**TESTO DI PARTENZA:**
_ _ _

Il mondo visto dal carcere
Parla lo psicologo Cassina, che da anni lavora nella Casa Circondariale di Capanne a Perugia
Potrebbe cortesemente descriverci un po’, diciamo così, il suo personaggio?
Mi chiamo Giovanni Maria Cassina, sono laureato in psicologia dal 1987 e, da circa 20 anni a questa parte, ho il piacere nonché l’onore di lavorare all’interno di un istituto penitenziario, nella fattispecie quello di “Capanne” presso Perugia, dove svolgo il ruolo di psicologo del presidio nuovi giunti insieme ad una mia collega con cui ci alterniamo nei turni lavorativi durante l’arco della settimana. È un lavoro molto “interessante”, anche se richiede dei sacrifici, in quanto l’orario non è dei migliori: si inizia alle 19:30 di sera. Ciò mi ha dato modo di poter vedere e capire diverse realtà e stare a contatto con una sorta di “malessere” della società.
In sintesi come potrebbe descrivere il “lavoro” che in prima persona svolge presso l’ istituto carcerario?
Il lavoro che svolgo è un lavoro così detto “a rete” : è fondato soprattutto sulla massima collaborazione con gli agenti di polizia penitenziaria, col medico, il quale pratica una prima visita a livello fisico, l’infermiere che somministra i farmaci, l’educatore e l’assistente sociale.

_ _ _

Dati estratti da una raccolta

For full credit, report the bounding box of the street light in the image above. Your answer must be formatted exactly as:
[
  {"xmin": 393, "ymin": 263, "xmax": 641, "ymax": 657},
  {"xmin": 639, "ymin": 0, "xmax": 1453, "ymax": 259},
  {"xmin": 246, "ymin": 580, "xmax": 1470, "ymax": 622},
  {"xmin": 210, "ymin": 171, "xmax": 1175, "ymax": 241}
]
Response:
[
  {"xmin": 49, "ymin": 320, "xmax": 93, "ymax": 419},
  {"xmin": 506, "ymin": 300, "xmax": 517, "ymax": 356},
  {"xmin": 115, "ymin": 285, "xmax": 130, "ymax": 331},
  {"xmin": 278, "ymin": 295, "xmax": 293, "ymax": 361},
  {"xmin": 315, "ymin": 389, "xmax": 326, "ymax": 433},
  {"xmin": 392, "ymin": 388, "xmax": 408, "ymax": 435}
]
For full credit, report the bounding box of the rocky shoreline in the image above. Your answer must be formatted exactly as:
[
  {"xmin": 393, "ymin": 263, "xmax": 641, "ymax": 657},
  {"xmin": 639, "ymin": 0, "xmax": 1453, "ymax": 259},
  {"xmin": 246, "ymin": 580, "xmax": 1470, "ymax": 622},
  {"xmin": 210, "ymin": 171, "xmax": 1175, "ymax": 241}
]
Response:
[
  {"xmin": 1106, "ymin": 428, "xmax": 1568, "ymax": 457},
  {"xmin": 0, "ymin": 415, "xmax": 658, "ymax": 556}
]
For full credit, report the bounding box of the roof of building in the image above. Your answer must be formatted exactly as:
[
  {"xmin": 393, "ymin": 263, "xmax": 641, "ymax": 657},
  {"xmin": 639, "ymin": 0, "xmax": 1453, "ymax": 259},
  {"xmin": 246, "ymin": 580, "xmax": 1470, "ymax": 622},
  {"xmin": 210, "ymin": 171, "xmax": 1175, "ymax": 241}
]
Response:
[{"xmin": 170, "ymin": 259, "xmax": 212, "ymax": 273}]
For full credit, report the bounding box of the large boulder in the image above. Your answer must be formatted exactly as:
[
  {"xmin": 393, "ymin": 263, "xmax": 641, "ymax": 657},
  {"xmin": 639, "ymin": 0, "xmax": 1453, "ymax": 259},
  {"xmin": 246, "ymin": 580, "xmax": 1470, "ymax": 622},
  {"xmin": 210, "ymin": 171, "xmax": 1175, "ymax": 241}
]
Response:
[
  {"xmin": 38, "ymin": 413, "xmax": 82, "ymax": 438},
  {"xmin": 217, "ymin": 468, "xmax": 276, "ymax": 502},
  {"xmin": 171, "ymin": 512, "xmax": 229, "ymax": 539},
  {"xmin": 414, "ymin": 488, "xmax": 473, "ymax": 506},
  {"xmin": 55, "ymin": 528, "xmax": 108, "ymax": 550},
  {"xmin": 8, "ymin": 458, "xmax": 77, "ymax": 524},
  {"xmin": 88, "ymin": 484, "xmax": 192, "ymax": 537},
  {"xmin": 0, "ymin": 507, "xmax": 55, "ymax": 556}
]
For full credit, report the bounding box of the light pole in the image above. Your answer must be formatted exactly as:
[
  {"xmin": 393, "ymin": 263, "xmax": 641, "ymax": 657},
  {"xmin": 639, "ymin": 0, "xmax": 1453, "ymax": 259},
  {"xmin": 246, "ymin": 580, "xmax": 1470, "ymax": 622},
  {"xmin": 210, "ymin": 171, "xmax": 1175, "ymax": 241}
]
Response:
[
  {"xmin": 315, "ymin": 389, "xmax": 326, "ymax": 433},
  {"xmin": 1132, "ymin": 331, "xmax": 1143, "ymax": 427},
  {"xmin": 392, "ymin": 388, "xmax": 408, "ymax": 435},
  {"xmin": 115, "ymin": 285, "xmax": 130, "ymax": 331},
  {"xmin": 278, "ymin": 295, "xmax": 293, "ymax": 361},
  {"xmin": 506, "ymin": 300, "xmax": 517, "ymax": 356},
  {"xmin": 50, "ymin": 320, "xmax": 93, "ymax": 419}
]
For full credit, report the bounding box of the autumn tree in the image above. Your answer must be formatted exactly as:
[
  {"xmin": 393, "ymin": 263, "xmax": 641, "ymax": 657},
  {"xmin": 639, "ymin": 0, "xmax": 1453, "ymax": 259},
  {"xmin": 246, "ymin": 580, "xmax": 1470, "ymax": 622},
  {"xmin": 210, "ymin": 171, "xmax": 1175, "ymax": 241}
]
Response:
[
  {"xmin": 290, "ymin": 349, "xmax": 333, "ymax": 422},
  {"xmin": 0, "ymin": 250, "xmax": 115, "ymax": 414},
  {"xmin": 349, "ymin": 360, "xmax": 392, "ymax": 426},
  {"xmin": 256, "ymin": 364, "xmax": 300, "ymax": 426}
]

_ _ _

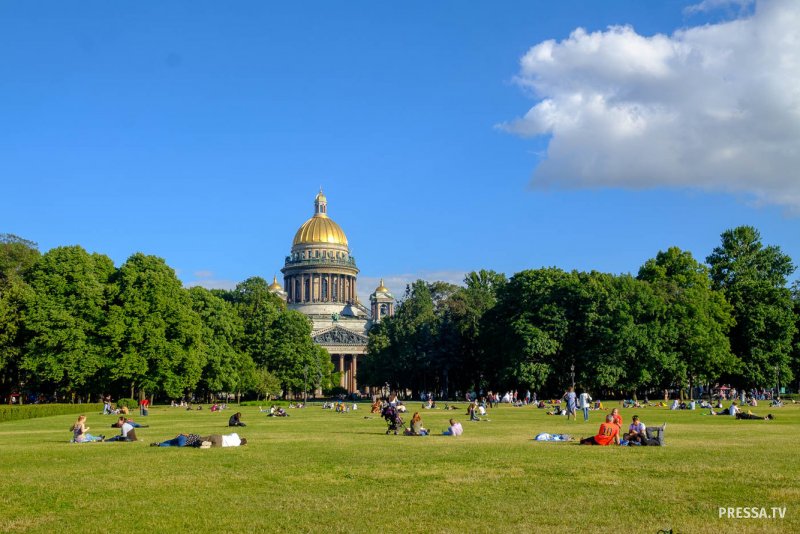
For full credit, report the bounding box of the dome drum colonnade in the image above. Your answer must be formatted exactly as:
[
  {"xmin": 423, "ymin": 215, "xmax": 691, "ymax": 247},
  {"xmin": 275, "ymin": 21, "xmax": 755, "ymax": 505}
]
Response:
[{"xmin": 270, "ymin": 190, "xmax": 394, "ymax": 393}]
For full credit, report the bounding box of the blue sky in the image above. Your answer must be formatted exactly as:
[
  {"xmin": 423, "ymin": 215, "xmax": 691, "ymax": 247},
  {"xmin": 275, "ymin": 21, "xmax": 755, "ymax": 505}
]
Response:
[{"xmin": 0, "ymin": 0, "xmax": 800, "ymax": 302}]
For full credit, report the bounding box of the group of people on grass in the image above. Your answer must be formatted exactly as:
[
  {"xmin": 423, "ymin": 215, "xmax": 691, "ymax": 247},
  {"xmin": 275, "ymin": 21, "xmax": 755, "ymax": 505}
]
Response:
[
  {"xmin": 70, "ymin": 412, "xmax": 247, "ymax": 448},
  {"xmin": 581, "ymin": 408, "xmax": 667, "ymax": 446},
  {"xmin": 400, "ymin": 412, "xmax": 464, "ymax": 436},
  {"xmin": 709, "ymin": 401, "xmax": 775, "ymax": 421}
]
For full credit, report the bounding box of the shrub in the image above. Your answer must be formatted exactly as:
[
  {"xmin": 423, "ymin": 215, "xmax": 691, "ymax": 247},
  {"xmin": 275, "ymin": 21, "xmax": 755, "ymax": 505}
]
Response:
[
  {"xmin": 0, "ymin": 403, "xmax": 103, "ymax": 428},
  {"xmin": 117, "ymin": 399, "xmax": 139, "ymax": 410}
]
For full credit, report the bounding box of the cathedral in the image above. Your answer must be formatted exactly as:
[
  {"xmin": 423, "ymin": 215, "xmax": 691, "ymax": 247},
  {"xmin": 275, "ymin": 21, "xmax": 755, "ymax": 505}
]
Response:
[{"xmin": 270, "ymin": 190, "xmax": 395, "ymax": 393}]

_ _ _

**APPLICA QUANTO LETTO:**
**1.** Riassumi in due frasi l'intervista allo psicologo.
**2.** Trascrivi parola per parola il passo dell'intervista allo psicologo compreso tra «Il mondo visto» e «il suo personaggio?», estremi inclusi.

**SOLUZIONI:**
**1.** Giovanni Maria Cassina, laureato in psicologia nel 1987, lavora da circa 20 anni nell'istituto penitenziario di Capanne, presso Perugia, come psicologo del presidio nuovi giunti, alternandosi nei turni con una collega. Definisce il suo un lavoro "a rete", fondato sulla massima collaborazione con gli agenti di polizia penitenziaria, il medico, l'infermiere, l'educatore e l'assistente sociale.

**2.**
Il mondo visto dal carcere
Parla lo psicologo Cassina, che da anni lavora nella Casa Circondariale di Capanne a Perugia
Potrebbe cortesemente descriverci un po’, diciamo così, il suo personaggio?